TEXTE:
☆ ☆ ☆ ☆ ☆ ☆ ☆
Mais aujourd’hui, le candidat de Taxawu Sénégal ne peut espérer compter que sur une constellation de micropartis puisque les deux principales formations sénégalaises historiquement estampillées à gauche – le Parti socialiste et l’Alliance des forces de progrès (AFP) – ont déjà confirmé qu’elles perpétueraient, derrière Amadou Ba, l’alliance nouée il y a plus de dix ans avec Macky Sall.

Le seul accord électoral officialisé à l’heure où la campagne de recueil des parrainages citoyens débutait, le 27 septembre, concerne donc la LD Debout. Dans un communiqué conjoint publié trois semaines plus tôt avec Taxawu Sénégal, les deux organisations s’étaient en effet « félicitées de la qualité [de leurs] échanges, facilités notamment par le partage des valeurs et principes de gauche. Ces derniers vont sans nul doute contribuer à la mise en place d’une alliance stratégique conquérante et victorieuse pour une véritable alternative de progrès au Sénégal ».
☆ ☆ ☆ ☆ ☆ ☆ ☆
DONNÉES FOURNIES:

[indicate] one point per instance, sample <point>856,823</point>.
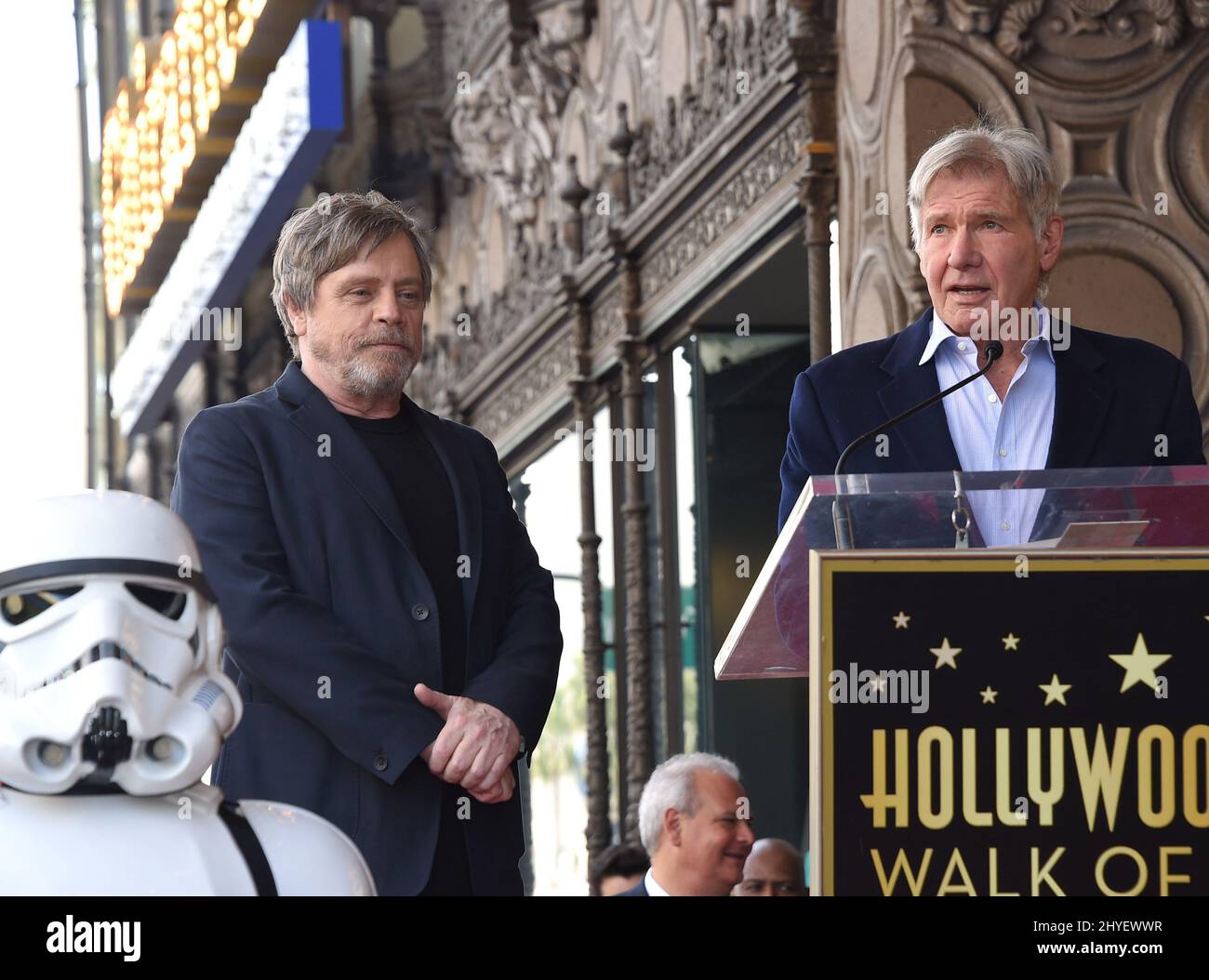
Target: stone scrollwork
<point>734,63</point>
<point>1012,23</point>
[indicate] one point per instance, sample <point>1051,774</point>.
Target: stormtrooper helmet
<point>110,649</point>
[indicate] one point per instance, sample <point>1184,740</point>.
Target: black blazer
<point>1113,395</point>
<point>331,621</point>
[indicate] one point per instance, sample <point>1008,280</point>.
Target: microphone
<point>841,517</point>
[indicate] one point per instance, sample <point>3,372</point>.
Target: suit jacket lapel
<point>1081,403</point>
<point>317,417</point>
<point>459,469</point>
<point>923,436</point>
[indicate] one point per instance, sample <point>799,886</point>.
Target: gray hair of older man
<point>672,786</point>
<point>982,145</point>
<point>330,233</point>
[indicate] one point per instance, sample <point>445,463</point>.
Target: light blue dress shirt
<point>990,434</point>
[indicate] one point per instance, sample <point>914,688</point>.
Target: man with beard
<point>391,631</point>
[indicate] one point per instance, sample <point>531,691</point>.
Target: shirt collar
<point>941,333</point>
<point>654,887</point>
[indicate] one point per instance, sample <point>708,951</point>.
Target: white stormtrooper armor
<point>113,706</point>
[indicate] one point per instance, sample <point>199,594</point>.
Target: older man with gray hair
<point>694,822</point>
<point>392,633</point>
<point>987,233</point>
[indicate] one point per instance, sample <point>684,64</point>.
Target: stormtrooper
<point>113,705</point>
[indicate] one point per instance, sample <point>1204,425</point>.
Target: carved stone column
<point>573,193</point>
<point>639,728</point>
<point>620,143</point>
<point>813,43</point>
<point>599,830</point>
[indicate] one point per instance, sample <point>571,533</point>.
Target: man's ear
<point>1051,242</point>
<point>672,827</point>
<point>297,314</point>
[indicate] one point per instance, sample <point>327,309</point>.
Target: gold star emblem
<point>1139,665</point>
<point>946,654</point>
<point>1056,692</point>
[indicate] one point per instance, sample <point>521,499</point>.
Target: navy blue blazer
<point>1113,395</point>
<point>331,622</point>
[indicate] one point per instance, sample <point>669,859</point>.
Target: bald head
<point>773,869</point>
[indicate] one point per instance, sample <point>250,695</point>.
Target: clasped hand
<point>475,748</point>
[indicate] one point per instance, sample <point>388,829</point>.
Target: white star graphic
<point>946,654</point>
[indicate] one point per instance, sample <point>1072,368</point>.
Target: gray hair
<point>329,234</point>
<point>1029,166</point>
<point>672,786</point>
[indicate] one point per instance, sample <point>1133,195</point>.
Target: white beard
<point>366,374</point>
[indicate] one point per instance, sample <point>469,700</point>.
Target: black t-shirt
<point>426,501</point>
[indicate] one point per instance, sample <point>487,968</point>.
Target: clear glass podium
<point>1104,509</point>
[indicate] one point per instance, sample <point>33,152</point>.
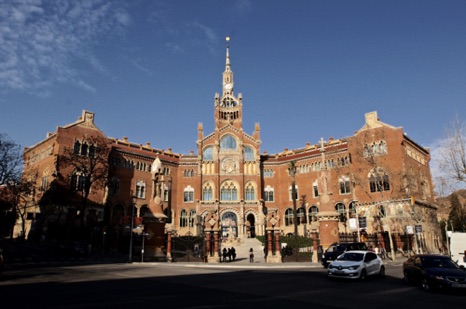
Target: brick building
<point>376,182</point>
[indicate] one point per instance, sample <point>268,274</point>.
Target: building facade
<point>377,181</point>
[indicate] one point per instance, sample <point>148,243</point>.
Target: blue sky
<point>307,69</point>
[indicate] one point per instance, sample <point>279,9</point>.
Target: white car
<point>356,265</point>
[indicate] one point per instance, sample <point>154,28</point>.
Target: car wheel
<point>363,275</point>
<point>382,271</point>
<point>425,285</point>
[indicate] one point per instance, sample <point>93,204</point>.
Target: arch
<point>183,218</point>
<point>228,142</point>
<point>340,208</point>
<point>250,225</point>
<point>208,153</point>
<point>229,191</point>
<point>208,192</point>
<point>249,154</point>
<point>313,211</point>
<point>250,191</point>
<point>229,223</point>
<point>288,217</point>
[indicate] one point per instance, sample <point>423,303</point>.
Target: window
<point>44,183</point>
<point>313,211</point>
<point>345,185</point>
<point>289,217</point>
<point>379,181</point>
<point>84,149</point>
<point>77,147</point>
<point>114,186</point>
<point>140,189</point>
<point>315,189</point>
<point>340,208</point>
<point>268,194</point>
<point>250,192</point>
<point>375,149</point>
<point>248,154</point>
<point>189,173</point>
<point>228,192</point>
<point>192,217</point>
<point>188,194</point>
<point>296,193</point>
<point>78,181</point>
<point>208,154</point>
<point>183,218</point>
<point>228,143</point>
<point>207,192</point>
<point>301,214</point>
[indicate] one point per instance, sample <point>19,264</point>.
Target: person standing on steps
<point>251,255</point>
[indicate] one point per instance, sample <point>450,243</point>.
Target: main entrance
<point>229,225</point>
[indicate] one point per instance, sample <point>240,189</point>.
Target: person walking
<point>233,253</point>
<point>251,255</point>
<point>224,254</point>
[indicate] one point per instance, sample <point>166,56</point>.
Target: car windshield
<point>351,256</point>
<point>437,263</point>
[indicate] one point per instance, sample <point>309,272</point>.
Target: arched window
<point>345,185</point>
<point>183,218</point>
<point>250,192</point>
<point>340,208</point>
<point>289,216</point>
<point>192,217</point>
<point>77,147</point>
<point>268,194</point>
<point>301,214</point>
<point>140,189</point>
<point>228,191</point>
<point>208,154</point>
<point>291,194</point>
<point>188,194</point>
<point>313,211</point>
<point>248,154</point>
<point>379,181</point>
<point>228,142</point>
<point>207,192</point>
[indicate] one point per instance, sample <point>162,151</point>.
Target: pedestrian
<point>233,253</point>
<point>224,254</point>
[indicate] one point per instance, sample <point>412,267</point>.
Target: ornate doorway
<point>251,226</point>
<point>229,225</point>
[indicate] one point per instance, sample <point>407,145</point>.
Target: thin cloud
<point>39,41</point>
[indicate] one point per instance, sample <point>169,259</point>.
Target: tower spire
<point>227,74</point>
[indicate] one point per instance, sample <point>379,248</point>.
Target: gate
<point>188,249</point>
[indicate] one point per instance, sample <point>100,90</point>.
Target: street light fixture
<point>130,254</point>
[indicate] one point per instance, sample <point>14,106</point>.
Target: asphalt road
<point>178,285</point>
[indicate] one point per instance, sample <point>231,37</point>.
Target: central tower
<point>228,108</point>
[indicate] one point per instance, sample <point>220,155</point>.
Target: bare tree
<point>452,152</point>
<point>86,168</point>
<point>10,160</point>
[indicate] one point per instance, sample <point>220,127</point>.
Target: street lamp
<point>292,169</point>
<point>131,227</point>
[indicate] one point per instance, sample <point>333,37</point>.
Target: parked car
<point>336,249</point>
<point>432,271</point>
<point>356,265</point>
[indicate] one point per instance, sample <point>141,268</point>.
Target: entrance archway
<point>229,224</point>
<point>251,226</point>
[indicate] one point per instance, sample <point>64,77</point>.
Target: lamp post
<point>131,227</point>
<point>292,169</point>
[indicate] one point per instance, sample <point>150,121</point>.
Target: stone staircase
<point>242,250</point>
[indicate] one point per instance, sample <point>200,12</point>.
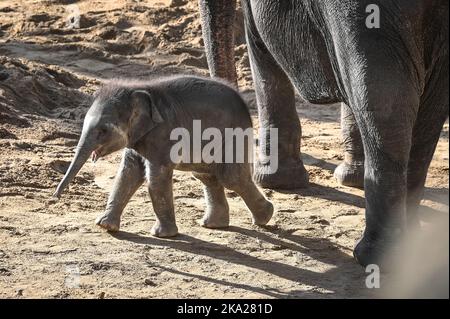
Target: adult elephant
<point>391,78</point>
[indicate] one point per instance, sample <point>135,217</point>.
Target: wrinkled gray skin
<point>140,117</point>
<point>393,81</point>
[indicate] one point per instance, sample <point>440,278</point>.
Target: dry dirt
<point>47,73</point>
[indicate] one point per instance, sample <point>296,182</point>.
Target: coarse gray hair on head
<point>120,89</point>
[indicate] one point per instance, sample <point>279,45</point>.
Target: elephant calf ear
<point>144,116</point>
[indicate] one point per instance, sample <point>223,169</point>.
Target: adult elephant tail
<point>217,18</point>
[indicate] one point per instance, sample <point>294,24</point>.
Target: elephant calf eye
<point>102,131</point>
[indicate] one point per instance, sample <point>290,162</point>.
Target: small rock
<point>177,3</point>
<point>149,282</point>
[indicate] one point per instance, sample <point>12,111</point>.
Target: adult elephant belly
<point>297,46</point>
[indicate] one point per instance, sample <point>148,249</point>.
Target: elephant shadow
<point>344,278</point>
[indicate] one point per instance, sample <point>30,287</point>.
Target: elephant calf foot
<point>351,175</point>
<point>109,222</point>
<point>216,217</point>
<point>286,176</point>
<point>164,229</point>
<point>262,215</point>
<point>379,252</point>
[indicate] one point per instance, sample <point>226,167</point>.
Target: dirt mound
<point>28,88</point>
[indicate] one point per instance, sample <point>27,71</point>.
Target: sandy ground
<point>48,70</point>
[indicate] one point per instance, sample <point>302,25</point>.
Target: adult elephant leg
<point>386,136</point>
<point>276,110</point>
<point>431,117</point>
<point>384,96</point>
<point>129,178</point>
<point>217,17</point>
<point>351,171</point>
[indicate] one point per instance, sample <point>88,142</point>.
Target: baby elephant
<point>142,118</point>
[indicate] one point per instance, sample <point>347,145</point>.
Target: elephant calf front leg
<point>129,178</point>
<point>217,210</point>
<point>160,189</point>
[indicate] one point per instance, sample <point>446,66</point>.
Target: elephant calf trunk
<point>81,156</point>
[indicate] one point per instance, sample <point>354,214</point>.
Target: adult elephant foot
<point>383,252</point>
<point>350,174</point>
<point>368,252</point>
<point>289,175</point>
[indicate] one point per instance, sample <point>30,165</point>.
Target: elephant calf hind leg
<point>217,210</point>
<point>259,206</point>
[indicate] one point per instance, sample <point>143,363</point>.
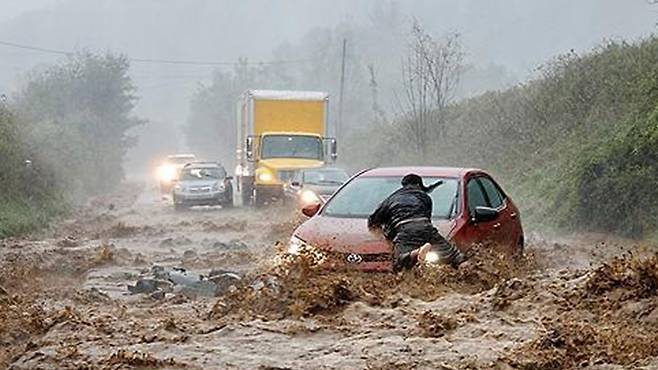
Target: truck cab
<point>279,133</point>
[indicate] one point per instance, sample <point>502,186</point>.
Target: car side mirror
<point>311,210</point>
<point>484,214</point>
<point>334,150</point>
<point>250,148</point>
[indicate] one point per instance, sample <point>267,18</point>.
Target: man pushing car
<point>405,218</point>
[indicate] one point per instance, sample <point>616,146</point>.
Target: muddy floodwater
<point>207,291</point>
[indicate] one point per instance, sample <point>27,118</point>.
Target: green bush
<point>577,148</point>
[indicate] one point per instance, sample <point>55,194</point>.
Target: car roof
<point>419,170</point>
<point>203,165</point>
<point>326,168</point>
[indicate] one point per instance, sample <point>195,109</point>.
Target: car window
<point>495,198</point>
<point>325,177</point>
<point>298,177</point>
<point>360,197</point>
<point>475,196</point>
<point>202,174</point>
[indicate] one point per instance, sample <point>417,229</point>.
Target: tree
<point>430,75</point>
<point>75,116</point>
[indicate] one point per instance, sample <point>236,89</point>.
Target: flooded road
<point>65,302</point>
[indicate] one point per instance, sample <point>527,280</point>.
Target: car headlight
<point>432,257</point>
<point>309,197</point>
<point>296,245</point>
<point>265,176</point>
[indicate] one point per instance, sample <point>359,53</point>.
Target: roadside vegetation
<point>578,146</point>
<point>62,138</point>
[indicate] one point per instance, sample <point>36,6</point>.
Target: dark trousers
<point>414,235</point>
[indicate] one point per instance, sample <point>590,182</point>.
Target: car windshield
<point>180,160</point>
<point>202,174</point>
<point>291,146</point>
<point>332,176</point>
<point>360,197</point>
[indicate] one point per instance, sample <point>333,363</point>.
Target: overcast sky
<point>517,34</point>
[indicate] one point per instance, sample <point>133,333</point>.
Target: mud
<point>582,301</point>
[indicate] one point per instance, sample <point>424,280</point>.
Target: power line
<point>154,60</point>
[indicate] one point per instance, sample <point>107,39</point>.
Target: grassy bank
<point>20,216</point>
<point>577,147</point>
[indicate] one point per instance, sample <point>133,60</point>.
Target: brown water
<point>572,302</point>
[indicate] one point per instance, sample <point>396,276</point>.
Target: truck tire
<point>228,202</point>
<point>259,199</point>
<point>246,192</point>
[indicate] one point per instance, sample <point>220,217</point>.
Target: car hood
<point>324,190</point>
<point>349,235</point>
<point>197,183</point>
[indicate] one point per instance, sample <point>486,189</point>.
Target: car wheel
<point>520,245</point>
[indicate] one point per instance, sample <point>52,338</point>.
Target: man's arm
<point>377,218</point>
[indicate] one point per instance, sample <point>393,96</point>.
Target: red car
<point>468,208</point>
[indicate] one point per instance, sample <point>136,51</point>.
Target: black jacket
<point>406,203</point>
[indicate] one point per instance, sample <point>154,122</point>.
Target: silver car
<point>203,183</point>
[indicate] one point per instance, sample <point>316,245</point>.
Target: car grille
<point>203,189</point>
<point>355,258</point>
<point>285,175</point>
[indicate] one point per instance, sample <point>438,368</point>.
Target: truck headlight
<point>309,197</point>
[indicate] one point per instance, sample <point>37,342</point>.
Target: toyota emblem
<point>354,258</point>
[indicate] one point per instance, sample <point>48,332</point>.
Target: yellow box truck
<point>279,132</point>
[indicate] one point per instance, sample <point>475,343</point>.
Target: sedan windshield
<point>360,197</point>
<point>202,174</point>
<point>291,146</point>
<point>327,176</point>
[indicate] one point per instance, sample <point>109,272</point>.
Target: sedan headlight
<point>296,245</point>
<point>309,197</point>
<point>166,173</point>
<point>432,257</point>
<point>219,186</point>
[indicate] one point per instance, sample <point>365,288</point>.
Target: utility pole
<point>341,95</point>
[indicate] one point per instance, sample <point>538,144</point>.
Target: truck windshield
<point>291,146</point>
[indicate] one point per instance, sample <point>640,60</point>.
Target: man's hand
<point>422,252</point>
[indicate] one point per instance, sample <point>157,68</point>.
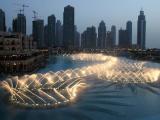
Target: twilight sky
<point>91,12</point>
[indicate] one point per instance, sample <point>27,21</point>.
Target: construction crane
<point>35,15</point>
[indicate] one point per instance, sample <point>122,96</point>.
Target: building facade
<point>101,35</point>
<point>51,31</point>
<point>141,30</point>
<point>38,33</point>
<point>2,21</point>
<point>129,32</point>
<point>68,27</point>
<point>19,24</point>
<point>123,39</point>
<point>89,38</point>
<point>113,34</point>
<point>59,34</point>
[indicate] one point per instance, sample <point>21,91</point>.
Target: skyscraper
<point>129,32</point>
<point>59,34</point>
<point>46,35</point>
<point>68,27</point>
<point>83,39</point>
<point>38,33</point>
<point>123,39</point>
<point>2,21</point>
<point>109,40</point>
<point>51,30</point>
<point>89,38</point>
<point>113,35</point>
<point>77,38</point>
<point>141,31</point>
<point>21,23</point>
<point>14,25</point>
<point>101,35</point>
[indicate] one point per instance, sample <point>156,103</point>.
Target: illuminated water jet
<point>54,89</point>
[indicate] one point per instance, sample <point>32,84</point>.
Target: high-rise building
<point>123,39</point>
<point>83,39</point>
<point>21,23</point>
<point>38,33</point>
<point>46,35</point>
<point>77,38</point>
<point>141,31</point>
<point>113,35</point>
<point>2,21</point>
<point>59,34</point>
<point>68,27</point>
<point>51,30</point>
<point>109,40</point>
<point>129,32</point>
<point>14,25</point>
<point>89,38</point>
<point>101,35</point>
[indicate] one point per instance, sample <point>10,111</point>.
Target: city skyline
<point>82,21</point>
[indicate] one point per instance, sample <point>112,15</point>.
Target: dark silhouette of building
<point>129,32</point>
<point>51,31</point>
<point>101,35</point>
<point>89,38</point>
<point>83,39</point>
<point>19,24</point>
<point>141,31</point>
<point>113,35</point>
<point>68,27</point>
<point>77,38</point>
<point>123,39</point>
<point>14,25</point>
<point>59,34</point>
<point>2,21</point>
<point>46,35</point>
<point>38,33</point>
<point>109,40</point>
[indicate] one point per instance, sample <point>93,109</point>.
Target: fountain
<point>54,89</point>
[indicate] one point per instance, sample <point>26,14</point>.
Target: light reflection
<point>62,87</point>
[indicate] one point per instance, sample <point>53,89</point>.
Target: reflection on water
<point>102,100</point>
☆ ☆ ☆ ☆ ☆ ☆ ☆
CONSIGNE 1:
Relevez toutes les organisations politiques nommées dans le texte sur les alliances électorales au Sénégal.
CONSIGNE 2:
Renvoyez sans rien changer le passage du texte sur les alliances électorales au Sénégal qui commence à « Mais aujourd’hui, le » et se termine à « avec Macky Sall. ».

RÉPONSE 1:
- Taxawu Sénégal
- Parti socialiste
- Alliance des forces de progrès (AFP)
- LD Debout

RÉPONSE 2:
Mais aujourd’hui, le candidat de Taxawu Sénégal ne peut espérer compter que sur une constellation de micropartis puisque les deux principales formations sénégalaises historiquement estampillées à gauche – le Parti socialiste et l’Alliance des forces de progrès (AFP) – ont déjà confirmé qu’elles perpétueraient, derrière Amadou Ba, l’alliance nouée il y a plus de dix ans avec Macky Sall.